Would you print the material exactly, starting at its first line and ending at the line holding "Mark every instance of the hanging"?

━━━━━━━━━━━━━━━━━━━━━━━━━━━━━━

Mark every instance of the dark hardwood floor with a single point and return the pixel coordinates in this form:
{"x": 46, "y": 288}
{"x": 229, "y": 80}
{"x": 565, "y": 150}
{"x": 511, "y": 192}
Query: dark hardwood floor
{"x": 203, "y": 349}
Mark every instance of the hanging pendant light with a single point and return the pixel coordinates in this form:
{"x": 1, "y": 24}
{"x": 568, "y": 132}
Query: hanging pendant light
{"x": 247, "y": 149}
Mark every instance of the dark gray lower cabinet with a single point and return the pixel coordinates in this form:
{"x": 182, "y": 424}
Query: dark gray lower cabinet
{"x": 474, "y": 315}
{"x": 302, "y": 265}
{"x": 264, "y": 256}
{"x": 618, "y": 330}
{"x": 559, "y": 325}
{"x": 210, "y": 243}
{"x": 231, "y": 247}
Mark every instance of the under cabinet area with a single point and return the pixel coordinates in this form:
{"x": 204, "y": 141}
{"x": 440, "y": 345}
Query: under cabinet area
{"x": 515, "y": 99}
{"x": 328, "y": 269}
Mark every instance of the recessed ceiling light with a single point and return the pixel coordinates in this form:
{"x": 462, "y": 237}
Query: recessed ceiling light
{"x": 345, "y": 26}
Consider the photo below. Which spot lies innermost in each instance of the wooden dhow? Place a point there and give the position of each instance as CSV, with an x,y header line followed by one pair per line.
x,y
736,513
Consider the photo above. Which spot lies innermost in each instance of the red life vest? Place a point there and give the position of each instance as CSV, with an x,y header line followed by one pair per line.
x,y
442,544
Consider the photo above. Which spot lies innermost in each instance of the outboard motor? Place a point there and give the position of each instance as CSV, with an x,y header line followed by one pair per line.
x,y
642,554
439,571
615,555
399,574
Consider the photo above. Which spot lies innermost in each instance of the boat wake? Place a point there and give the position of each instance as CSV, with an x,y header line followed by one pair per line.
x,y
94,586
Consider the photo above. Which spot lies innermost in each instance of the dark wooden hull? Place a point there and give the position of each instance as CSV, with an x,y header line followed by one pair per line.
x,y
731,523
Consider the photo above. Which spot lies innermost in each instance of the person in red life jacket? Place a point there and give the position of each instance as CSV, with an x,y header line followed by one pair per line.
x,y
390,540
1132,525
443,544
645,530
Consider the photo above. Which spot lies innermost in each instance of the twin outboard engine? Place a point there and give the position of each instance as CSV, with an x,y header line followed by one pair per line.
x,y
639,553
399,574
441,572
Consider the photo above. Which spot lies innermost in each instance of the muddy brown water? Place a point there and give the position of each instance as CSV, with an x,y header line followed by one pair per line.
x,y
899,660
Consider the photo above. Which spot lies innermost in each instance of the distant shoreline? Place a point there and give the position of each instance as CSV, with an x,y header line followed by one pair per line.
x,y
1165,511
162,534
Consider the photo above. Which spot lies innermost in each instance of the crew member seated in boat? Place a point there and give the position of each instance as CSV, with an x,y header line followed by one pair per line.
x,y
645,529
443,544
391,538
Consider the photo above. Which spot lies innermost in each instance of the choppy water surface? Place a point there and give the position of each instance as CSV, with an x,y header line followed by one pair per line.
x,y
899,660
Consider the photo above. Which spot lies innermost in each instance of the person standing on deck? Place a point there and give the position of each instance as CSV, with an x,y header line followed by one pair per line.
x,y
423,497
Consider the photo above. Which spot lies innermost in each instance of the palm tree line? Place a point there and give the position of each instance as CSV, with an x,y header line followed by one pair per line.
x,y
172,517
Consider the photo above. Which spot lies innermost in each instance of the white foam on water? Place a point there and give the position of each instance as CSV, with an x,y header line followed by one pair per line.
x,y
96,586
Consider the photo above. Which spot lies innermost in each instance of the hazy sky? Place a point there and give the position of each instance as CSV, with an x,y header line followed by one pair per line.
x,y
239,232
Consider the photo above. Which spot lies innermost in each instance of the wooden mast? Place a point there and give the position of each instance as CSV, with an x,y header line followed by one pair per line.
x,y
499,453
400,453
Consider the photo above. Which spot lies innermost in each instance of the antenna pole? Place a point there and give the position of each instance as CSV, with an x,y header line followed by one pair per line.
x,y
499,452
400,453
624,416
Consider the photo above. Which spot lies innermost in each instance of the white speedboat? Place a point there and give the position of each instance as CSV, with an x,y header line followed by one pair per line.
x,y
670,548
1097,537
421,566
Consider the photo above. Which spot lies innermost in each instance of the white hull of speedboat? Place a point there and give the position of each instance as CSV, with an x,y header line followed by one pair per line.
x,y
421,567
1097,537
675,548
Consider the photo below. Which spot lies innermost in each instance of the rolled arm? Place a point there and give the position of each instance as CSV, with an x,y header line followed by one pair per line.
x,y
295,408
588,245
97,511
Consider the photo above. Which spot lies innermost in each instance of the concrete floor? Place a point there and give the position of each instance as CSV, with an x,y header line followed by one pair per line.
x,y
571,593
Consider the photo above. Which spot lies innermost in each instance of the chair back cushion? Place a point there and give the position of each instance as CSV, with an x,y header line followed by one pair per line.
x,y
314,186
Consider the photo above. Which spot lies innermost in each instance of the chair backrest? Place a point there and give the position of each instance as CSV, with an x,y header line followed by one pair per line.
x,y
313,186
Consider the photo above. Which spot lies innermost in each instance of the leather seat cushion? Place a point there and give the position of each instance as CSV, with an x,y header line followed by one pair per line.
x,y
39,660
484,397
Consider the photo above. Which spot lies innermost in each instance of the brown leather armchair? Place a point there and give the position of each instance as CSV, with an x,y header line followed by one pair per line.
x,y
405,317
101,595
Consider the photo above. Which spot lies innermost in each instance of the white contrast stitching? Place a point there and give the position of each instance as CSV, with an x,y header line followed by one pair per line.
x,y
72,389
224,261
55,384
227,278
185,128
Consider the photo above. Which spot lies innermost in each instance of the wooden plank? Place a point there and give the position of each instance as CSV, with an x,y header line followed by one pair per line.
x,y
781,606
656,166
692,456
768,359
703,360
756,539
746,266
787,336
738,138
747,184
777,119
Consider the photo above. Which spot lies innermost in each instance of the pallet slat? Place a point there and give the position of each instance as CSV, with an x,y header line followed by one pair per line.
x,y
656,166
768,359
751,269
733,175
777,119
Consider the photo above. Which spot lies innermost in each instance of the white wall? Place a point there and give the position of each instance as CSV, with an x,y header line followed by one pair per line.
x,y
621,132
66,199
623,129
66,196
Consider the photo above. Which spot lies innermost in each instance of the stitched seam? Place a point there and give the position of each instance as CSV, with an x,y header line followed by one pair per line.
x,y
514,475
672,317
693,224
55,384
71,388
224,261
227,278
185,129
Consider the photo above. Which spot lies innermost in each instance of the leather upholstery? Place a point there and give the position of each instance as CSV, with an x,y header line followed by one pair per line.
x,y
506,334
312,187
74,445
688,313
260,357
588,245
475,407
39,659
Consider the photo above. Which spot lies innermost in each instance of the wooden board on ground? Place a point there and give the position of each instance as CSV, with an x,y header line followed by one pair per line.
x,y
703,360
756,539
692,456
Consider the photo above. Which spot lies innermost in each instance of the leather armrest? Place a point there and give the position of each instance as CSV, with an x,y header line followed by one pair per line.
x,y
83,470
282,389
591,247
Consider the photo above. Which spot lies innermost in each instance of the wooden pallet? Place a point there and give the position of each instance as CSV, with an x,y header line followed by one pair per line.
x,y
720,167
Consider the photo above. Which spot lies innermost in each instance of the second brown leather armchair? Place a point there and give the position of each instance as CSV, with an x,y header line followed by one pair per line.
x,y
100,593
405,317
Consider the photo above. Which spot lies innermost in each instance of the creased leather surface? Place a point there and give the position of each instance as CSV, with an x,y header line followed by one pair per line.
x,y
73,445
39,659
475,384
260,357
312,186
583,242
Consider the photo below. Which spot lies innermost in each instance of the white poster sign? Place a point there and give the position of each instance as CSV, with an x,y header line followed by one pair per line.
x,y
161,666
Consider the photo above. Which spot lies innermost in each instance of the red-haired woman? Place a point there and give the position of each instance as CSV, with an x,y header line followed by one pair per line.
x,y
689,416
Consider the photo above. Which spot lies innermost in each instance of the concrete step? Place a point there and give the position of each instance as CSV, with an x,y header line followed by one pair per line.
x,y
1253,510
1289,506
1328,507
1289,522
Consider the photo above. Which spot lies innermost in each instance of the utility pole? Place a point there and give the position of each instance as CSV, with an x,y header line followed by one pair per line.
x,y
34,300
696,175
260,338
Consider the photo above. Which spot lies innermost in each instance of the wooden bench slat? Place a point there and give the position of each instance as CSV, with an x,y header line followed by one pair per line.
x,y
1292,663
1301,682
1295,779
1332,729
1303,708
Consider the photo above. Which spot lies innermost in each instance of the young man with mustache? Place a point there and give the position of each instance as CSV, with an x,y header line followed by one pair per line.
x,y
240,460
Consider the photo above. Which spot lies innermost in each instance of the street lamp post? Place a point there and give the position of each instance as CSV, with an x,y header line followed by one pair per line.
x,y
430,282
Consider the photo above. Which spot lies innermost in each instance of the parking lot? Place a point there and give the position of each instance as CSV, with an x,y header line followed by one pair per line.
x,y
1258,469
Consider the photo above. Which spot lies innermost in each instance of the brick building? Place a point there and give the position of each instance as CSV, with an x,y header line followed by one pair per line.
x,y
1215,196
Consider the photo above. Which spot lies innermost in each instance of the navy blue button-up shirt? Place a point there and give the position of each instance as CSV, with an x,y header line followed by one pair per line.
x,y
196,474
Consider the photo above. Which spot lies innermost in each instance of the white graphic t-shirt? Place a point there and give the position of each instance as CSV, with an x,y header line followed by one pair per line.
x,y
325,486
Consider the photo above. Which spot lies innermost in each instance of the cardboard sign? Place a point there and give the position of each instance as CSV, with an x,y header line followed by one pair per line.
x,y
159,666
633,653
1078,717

━━━━━━━━━━━━━━━━━━━━━━━━━━━━━━

- Response area
Mark every instance of the dark hardwood floor with a single point and return the pixel coordinates in this form:
{"x": 46, "y": 288}
{"x": 229, "y": 80}
{"x": 565, "y": 150}
{"x": 511, "y": 192}
Query: dark hardwood floor
{"x": 203, "y": 349}
Mark every instance of the hanging pendant light with a single point and return the pixel coordinates in this form:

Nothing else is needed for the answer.